Exercise:
Output the data that follows exactly, line for line.

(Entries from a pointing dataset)
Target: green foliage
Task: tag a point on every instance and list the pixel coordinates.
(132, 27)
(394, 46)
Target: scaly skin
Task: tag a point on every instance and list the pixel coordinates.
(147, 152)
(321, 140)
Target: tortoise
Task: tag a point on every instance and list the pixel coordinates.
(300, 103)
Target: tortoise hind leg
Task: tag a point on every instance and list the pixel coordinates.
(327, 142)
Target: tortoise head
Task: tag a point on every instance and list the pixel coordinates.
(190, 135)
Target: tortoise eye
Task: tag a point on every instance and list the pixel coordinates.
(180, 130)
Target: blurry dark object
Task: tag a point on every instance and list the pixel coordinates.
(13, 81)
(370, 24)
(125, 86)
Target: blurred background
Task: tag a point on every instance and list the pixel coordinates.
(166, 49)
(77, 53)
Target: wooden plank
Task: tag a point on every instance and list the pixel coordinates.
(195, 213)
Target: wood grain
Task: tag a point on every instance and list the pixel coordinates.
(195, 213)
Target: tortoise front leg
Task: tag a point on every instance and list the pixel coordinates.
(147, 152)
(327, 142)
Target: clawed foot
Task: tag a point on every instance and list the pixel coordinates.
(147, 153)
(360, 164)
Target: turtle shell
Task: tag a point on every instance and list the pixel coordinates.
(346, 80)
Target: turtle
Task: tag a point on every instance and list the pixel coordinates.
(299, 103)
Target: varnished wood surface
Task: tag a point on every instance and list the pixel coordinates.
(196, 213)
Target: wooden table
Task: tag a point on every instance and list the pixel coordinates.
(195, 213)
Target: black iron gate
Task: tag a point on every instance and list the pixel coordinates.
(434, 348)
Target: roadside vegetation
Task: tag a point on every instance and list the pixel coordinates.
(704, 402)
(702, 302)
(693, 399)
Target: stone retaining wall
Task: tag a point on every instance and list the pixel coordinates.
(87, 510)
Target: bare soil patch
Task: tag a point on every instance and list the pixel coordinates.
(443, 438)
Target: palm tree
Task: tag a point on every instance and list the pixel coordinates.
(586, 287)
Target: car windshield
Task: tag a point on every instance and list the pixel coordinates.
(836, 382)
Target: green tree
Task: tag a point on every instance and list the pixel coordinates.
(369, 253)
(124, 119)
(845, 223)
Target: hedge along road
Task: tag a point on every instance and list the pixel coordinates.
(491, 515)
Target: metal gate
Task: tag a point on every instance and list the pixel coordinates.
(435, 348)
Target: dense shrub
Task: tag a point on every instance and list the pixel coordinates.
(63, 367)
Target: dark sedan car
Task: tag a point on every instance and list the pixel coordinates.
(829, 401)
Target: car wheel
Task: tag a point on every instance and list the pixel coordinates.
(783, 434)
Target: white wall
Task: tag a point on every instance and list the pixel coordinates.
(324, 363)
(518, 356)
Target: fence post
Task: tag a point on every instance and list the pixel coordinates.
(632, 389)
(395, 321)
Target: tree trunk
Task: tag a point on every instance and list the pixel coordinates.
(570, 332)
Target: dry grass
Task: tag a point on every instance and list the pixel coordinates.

Result of this task:
Target: green foliage
Task: tag a point on every instance and list the pixel coordinates.
(132, 27)
(394, 46)
Target: scaly skin
Task: tag a point on every instance and list the pixel coordinates.
(147, 152)
(321, 140)
Target: tortoise
Task: tag a point on every instance and list the pixel coordinates.
(300, 103)
Target: tortoise hind leg
Task: tag a point on every instance and list the pixel coordinates.
(327, 142)
Target: tortoise head
Task: tag a point on every instance and list the pixel coordinates.
(190, 135)
Target: tortoise eye
Task: tag a point on every instance and list the pixel coordinates.
(180, 130)
Target: blurry dark object
Task: tag a point on every instance and list the pixel coordinates.
(13, 81)
(370, 24)
(125, 86)
Target: blurred background
Task: tag a point on every instance and list the pixel coordinates.
(166, 49)
(77, 53)
Target: wooden plank
Task: tag a point on every instance and list the pixel coordinates.
(195, 213)
Target: wood grain
Task: tag a point on every instance and list the pixel coordinates.
(195, 213)
Target: tortoise front leg
Task: tag a point on every instance and list the pixel coordinates.
(147, 152)
(327, 142)
Target: clawed foot
Task: tag a point on every instance and list the pixel coordinates.
(147, 153)
(360, 164)
Target: turtle shell
Task: tag a point on every instance and list the pixel coordinates.
(346, 80)
Target: turtle
Task: tag a point on every instance and list the pixel coordinates.
(299, 103)
Target: varnished wood surface
Task: tag a point on every instance and list the pixel coordinates.
(196, 213)
Target: wooden table
Task: tag a point on every instance and list the pixel coordinates.
(195, 213)
Target: black iron gate
Task: tag a point on every instance and list the pixel coordinates.
(434, 348)
Target: roadside vegetation
Task: tag a point on every instance and list the pixel coordinates.
(704, 402)
(702, 302)
(693, 399)
Target: stone retaining wall
Task: tag a point on every instance and list the pixel coordinates.
(87, 510)
Target: bare soil patch
Task: tag a point on every instance and list the pixel coordinates.
(443, 438)
Target: palm tree
Task: tag a point on every instance and list the pixel coordinates.
(586, 287)
Target: car windshield
Task: tag a point on every instance and list the pixel coordinates.
(836, 382)
Target: green tree
Task: tag a point on every instance and list the pixel coordinates.
(369, 253)
(124, 119)
(845, 223)
Target: hedge along road
Task: tag a point on every instance and list the pixel coordinates.
(491, 515)
Target: metal gate
Task: tag a point on every instance and list the pixel coordinates.
(435, 348)
Target: dense shrub
Task: tag a point on every instance and list the pixel coordinates.
(63, 367)
Target: dark sedan car
Task: tag a point on every instance and list the pixel coordinates.
(829, 401)
Target: car wheel
Task: tag a point on every instance and list the pixel coordinates.
(783, 434)
Target: white wall
Task: tag a point on every instance and list the pixel coordinates.
(324, 363)
(518, 356)
Target: fence post
Task: tag a point on every instance and list the pixel coordinates.
(632, 389)
(395, 321)
Target: tree trunk
Task: tag a point on every instance and list the pixel coordinates.
(570, 332)
Target: dry grass
Task: tag a point on every instance and list the pixel coordinates.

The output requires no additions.